Exercise: Rewrite all of the entries below with "Target" changed to "Object" and everything else left as it is. Leave the pictures out of your answer.

>> Start

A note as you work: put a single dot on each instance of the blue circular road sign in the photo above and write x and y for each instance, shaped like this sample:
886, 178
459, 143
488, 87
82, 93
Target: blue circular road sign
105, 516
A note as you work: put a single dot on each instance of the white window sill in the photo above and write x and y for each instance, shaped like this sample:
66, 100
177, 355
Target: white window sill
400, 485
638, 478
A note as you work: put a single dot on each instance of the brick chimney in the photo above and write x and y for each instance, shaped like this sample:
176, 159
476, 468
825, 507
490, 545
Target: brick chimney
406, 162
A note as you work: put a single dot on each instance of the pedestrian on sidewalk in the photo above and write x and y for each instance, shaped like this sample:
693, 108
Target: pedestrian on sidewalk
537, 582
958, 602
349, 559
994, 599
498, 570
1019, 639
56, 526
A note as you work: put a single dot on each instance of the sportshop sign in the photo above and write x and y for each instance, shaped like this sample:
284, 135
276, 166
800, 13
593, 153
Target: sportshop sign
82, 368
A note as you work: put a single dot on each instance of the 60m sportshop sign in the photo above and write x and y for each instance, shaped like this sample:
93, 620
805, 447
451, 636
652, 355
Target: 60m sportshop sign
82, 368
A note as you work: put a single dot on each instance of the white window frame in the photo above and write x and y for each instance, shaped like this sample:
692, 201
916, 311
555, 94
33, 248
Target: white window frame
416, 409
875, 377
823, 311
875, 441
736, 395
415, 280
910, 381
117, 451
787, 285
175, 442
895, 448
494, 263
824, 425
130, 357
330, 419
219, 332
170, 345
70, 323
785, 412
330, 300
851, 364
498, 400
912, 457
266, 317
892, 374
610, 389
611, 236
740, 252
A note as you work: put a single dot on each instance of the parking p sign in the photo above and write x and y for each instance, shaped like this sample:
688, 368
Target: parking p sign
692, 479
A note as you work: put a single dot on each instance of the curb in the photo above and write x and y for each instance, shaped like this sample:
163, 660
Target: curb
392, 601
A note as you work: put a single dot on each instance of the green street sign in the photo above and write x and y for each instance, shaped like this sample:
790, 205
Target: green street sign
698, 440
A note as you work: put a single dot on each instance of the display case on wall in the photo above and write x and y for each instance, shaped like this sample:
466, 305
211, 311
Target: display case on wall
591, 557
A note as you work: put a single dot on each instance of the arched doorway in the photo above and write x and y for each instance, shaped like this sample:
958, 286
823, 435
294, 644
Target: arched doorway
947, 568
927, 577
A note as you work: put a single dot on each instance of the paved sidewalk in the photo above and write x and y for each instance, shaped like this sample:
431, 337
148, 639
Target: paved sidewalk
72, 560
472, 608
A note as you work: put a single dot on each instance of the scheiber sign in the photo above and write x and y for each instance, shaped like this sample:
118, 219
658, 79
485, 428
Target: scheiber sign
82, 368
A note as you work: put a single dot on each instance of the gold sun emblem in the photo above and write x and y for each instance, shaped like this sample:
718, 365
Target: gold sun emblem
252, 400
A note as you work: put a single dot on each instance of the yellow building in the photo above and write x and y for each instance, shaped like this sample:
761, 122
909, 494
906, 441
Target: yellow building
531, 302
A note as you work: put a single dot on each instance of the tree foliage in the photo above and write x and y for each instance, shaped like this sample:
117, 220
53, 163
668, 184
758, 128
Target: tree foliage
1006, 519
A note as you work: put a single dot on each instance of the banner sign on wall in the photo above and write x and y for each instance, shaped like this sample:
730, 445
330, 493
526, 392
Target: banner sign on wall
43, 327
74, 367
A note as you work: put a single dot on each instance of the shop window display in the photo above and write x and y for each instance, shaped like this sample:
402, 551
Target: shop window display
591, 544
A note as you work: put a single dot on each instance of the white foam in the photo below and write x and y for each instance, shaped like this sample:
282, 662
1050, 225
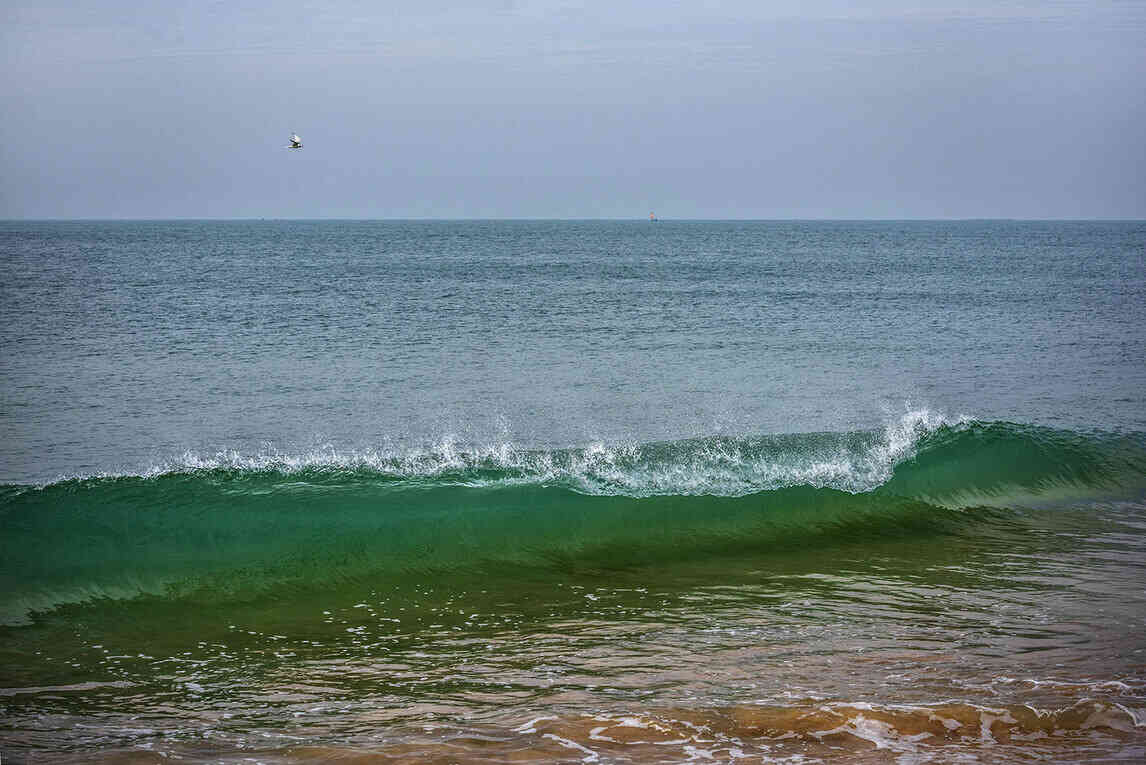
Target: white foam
716, 466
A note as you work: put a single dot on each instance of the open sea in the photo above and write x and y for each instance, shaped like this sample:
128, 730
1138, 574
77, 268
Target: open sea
572, 491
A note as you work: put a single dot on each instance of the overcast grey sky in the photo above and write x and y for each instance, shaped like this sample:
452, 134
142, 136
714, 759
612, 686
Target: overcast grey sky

>> End

Task result:
A note as you work: put a single dot on each instance of the blue circular road sign in the photo above and write x and y for each instance, shaped like this sample:
886, 178
459, 143
488, 87
82, 93
Object: blue circular road sign
105, 516
A note as you work: put a single dot on each instance of the white window sill in the photo above and write x and y for each instance, shaped like this sample:
66, 100
177, 355
Object: white window sill
400, 485
638, 478
A note as you work: put a single dot on each instance of the brick chimney in the photo above and write x and y for each instance, shaped like this sample:
176, 159
476, 468
825, 507
490, 545
Object: brick chimney
406, 162
A note as you work: put a single dot on each instance of the pedestrian on sidewalk in the photo above and write x and y for each instance, shaped like this sample:
693, 108
Object: pedestrian on sidewalk
537, 582
958, 602
349, 559
994, 599
498, 570
1019, 639
56, 526
A note as you work: put a single dot on each instance of the sportshop sign in the photo above and write x and y for each instance, shaped like this sample:
284, 135
276, 166
800, 13
593, 153
Object: sportshop sign
82, 368
A note as you work: put a single dot on each instance of the 60m sportshop sign in the photo above and write x and y for each instance, shaped like this sample:
93, 620
805, 447
451, 636
652, 355
Object: 60m sportshop sign
82, 368
A note as you work: put a single dot on each instance of the white window frame in the photo above and write x and y for each instance, shaped like this sample:
692, 201
916, 311
555, 94
33, 248
Object: white window frame
416, 409
875, 377
823, 311
875, 441
736, 395
415, 280
910, 381
117, 451
787, 285
175, 442
895, 448
494, 263
824, 425
130, 357
330, 419
219, 332
170, 345
70, 323
785, 412
330, 300
851, 364
498, 400
912, 457
266, 317
892, 374
610, 389
611, 236
740, 252
A note as you work: put a single dot on each instance of the parking p sign in the photo above and write x and y for each instance, shaped like this sample:
688, 368
Object: parking p sign
692, 479
A note as you work: put a single dot on each instance of the curb in the photo above and write x and y for each instance, shaped like this sample:
163, 660
Object: curb
392, 601
A note as you work: put a single dot on each instance of the green street sign in the photo above and write x and y for each instance, shaped like this sample:
790, 205
Object: green street sign
698, 440
A note as you work: put a single dot on each instance of the display case on wall in the photo above and write x and y for each instance, shaped like this sample:
466, 305
211, 311
Object: display case on wall
591, 557
A note as you work: put a single dot on each instance of the arched doorway in the photo above and write x and y for each instance, shaped like this sample:
958, 286
823, 435
294, 644
Object: arched doorway
947, 568
927, 577
A note as you work: put a single dot on each instance of the paved sidewalk in the photo above and write x and y for each instance, shaped like this sample:
431, 337
148, 639
Object: paved sidewalk
72, 560
472, 608
A note as you work: put a single dot on each instance of the scheiber sign in the photo above and write x and y for each instance, shaped like this sample:
118, 219
658, 79
485, 428
Object: scheiber sign
82, 368
A note as you work: put a single dot on each instance of the gold sun emblem in the photo above and write x and y for each instance, shaped like this sample:
718, 365
Object: gold sun emblem
252, 400
A note as you work: put a single dot on each instance of the yellow building in the photo above and write x and y for each instance, shaped like this sample:
761, 122
909, 494
906, 441
Object: yellow building
531, 302
A note as you work: put a single dot on each instance of the tree foliage in the photo above and write x and y for each instance, shaped like this sample:
117, 220
53, 163
668, 184
758, 128
Object: tree foliage
1006, 519
A note as you work: put a single dot on each instance of the banner sign on wall in the photo above and write x and y for each instance, shaped like this sample:
730, 445
330, 493
526, 392
Object: banner sign on wall
43, 327
74, 367
A note as you work: put a single dot on each instance of the shop window display in the photo above and write x and y for each instance, shaped like this sample:
402, 551
Object: shop window display
591, 544
A note as you work: put a single dot on each instance of the white foam in the photo below and write x and y for each instance, shaped like this sample:
282, 662
1050, 225
Object: white foam
716, 466
A note as you work: put a single dot on each instance of the open sea in the photo above and write x and y for each instance, shaped like this sample:
128, 730
1138, 574
77, 268
Object: open sea
572, 491
A note as you work: put a single dot on each instance of the overcast grey sky in the photo above and write x and y for each instance, shaped like this sample:
452, 134
142, 136
714, 759
612, 686
Object: overcast grey sky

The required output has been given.